WHAT YOU WILL DO
Edit the listing below so that every occurrence of "thickest part" becomes "widest part", leaving everything else unchanged. Omit the pictures from your answer.

---------- INPUT DATA ----------

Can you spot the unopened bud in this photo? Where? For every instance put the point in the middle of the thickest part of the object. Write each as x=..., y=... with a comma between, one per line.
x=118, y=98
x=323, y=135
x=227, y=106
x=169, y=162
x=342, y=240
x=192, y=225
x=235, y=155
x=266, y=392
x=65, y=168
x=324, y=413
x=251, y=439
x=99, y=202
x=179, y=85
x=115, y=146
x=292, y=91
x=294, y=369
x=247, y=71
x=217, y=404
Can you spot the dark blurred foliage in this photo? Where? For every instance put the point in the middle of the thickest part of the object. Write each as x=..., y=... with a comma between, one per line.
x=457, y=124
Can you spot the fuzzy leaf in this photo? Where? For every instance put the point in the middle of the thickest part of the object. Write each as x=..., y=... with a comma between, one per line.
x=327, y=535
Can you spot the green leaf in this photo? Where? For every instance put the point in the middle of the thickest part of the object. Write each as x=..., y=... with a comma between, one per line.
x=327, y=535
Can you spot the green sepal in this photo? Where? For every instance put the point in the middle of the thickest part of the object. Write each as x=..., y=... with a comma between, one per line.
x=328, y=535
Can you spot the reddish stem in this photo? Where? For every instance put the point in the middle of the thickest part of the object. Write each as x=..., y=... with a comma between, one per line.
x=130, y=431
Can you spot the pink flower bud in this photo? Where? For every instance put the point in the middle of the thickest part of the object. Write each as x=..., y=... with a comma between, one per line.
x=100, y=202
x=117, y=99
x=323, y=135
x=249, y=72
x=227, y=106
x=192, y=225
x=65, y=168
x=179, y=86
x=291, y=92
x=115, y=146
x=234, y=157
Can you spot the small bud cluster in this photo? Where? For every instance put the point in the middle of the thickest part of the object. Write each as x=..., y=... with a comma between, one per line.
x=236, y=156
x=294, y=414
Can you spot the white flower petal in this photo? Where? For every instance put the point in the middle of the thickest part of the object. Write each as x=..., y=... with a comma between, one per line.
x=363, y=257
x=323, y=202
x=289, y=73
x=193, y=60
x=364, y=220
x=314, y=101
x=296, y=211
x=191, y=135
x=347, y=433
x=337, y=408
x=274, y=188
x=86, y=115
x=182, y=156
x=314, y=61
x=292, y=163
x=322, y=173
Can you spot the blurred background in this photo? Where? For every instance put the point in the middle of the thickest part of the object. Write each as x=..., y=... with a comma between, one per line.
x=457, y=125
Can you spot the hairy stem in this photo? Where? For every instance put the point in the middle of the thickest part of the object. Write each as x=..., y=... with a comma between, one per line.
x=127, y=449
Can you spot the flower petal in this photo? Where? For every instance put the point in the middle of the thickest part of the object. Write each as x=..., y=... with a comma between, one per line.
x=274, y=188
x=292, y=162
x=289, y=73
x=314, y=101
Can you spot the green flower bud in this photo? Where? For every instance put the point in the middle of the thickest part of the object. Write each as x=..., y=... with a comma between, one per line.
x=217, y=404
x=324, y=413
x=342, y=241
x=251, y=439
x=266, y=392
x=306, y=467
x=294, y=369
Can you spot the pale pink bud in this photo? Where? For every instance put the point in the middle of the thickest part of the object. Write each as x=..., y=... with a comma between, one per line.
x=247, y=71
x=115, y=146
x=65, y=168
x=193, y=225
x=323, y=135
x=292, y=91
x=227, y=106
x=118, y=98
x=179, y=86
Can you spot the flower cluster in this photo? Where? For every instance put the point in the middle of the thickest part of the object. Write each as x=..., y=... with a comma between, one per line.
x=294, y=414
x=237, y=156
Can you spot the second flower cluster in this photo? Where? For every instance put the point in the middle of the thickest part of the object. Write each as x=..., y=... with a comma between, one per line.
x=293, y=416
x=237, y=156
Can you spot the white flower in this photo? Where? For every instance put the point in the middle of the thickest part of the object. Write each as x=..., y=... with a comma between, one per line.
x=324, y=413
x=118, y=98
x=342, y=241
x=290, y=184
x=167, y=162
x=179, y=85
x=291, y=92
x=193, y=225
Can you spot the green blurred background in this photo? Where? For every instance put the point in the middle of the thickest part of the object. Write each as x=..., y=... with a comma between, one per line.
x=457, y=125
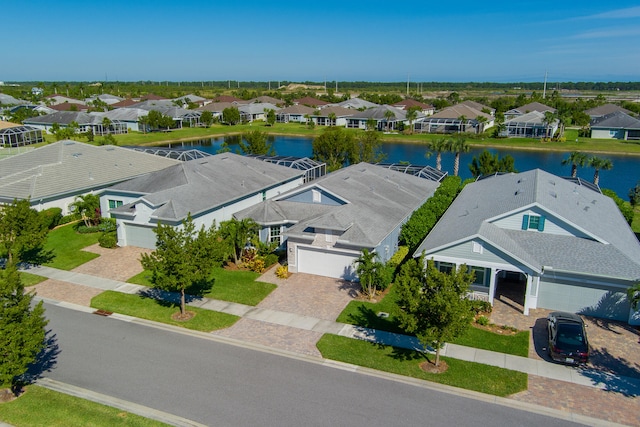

----------

EXERCISE SOLUTION
Can you spot the unopened bud in this photo? Where? For every instance put the point in the middle of the widest part of the object. Write each as x=..., y=... with a comma between, one per line.
x=118, y=98
x=323, y=135
x=227, y=106
x=169, y=162
x=342, y=240
x=192, y=225
x=235, y=155
x=266, y=392
x=65, y=168
x=324, y=413
x=251, y=439
x=99, y=202
x=179, y=85
x=115, y=146
x=292, y=91
x=294, y=369
x=247, y=71
x=217, y=404
Can you spot the dark blurred foliage in this photo? Where? For every instance put the point in the middle of the widest part of the object. Write each as x=..., y=... with a comma between, one per line.
x=457, y=124
Can you spot the fuzzy leaf in this photo? Where? For every instance put the point in the middle of the widest part of the object. Write each as x=..., y=... with a comma between, one per line.
x=327, y=535
Can you spot the green leaf in this photo? Where? For every instance put the point in the middle of the widest part of the object. Write each as x=..., y=... with a comma between, one per line.
x=327, y=535
Can you spot the green sepal in this photo? Where? For every instance put the point in the middle of the widest part of the object. Write each as x=..., y=... with a comma between, one per line.
x=328, y=535
Can you spot the reddish stem in this photo? Where? For every instance put the point in the middle of the widest part of the object. Write each as x=..., y=... with a comma between, one per line.
x=130, y=431
Can you spot the pink flower bud in this photo? Where? For every instance put the point in the middle of the widest part of the object. Write each as x=..., y=... with a comma between, one per line.
x=100, y=202
x=117, y=99
x=323, y=135
x=249, y=72
x=227, y=106
x=192, y=225
x=65, y=168
x=179, y=86
x=291, y=92
x=115, y=146
x=234, y=157
Can you spot the small bud cluster in this photo? Where? For every instance put the point in the middle of the widest part of the object. Write each as x=..., y=... with a comma between, one per line.
x=236, y=156
x=294, y=414
Can you spot the white flower petal in this photo? Where? For every instance put the point in the middle of the widest part of the object. Write each as x=..., y=... with a comma between, one per line.
x=363, y=257
x=323, y=202
x=289, y=73
x=193, y=60
x=364, y=220
x=314, y=101
x=296, y=211
x=191, y=135
x=347, y=433
x=337, y=408
x=274, y=188
x=86, y=115
x=182, y=156
x=314, y=61
x=292, y=163
x=322, y=173
Can you spot the blurred background in this photo? Where? For every instance put the point in the middle of the widest part of the object. Write each as x=..., y=... with a comma between, one per line.
x=457, y=125
Can you spot the hairy stem in this photo? Where? For every instance put the point in the middle of the widest part of the object. Write each as x=..., y=... with a comma between, one per line.
x=127, y=449
Can you spot the flower petal in this photo? Where? For every instance put the point in the middle of the widest part of the object. Write each as x=..., y=... with a comma between, one per line.
x=274, y=188
x=292, y=162
x=289, y=73
x=314, y=101
Can you spot the green flower bud in this photo? Where? For every instance put the point in the middle of the widest part of the object. Write each as x=..., y=... with a comma between, one per line.
x=217, y=404
x=324, y=413
x=342, y=241
x=251, y=439
x=266, y=392
x=306, y=467
x=294, y=369
Can you spot the pale pink bud in this photo? Where? For every instance put the point in the middle of the widest part of the object. Write each as x=..., y=... with a comma between, one per line.
x=247, y=71
x=115, y=146
x=65, y=168
x=193, y=225
x=323, y=135
x=292, y=91
x=227, y=106
x=118, y=98
x=179, y=86
Can you spot the flower cluster in this photo? Where? For every instance put the point in the middle of the widest part of the object. Write each as x=..., y=... with a comma between, one per line.
x=294, y=414
x=237, y=156
Can you spot the second flower cluster in this photo? Where? For every instance put the point in the middle of the widest part of the object. Write each as x=..., y=... with a comma between, one per line.
x=293, y=416
x=237, y=156
Can you spot the white flower in this photo? Where? For every instance put the point in the middle of the widest part of the object. Write each as x=..., y=... with a comma between, one per line.
x=324, y=413
x=118, y=98
x=342, y=241
x=290, y=184
x=167, y=162
x=179, y=85
x=291, y=92
x=193, y=225
Can you spot the green blurred background in this photo? Where? For every instance put the point in the middle of the widest part of the object. Write each as x=..., y=... with a comma between, one per line.
x=457, y=125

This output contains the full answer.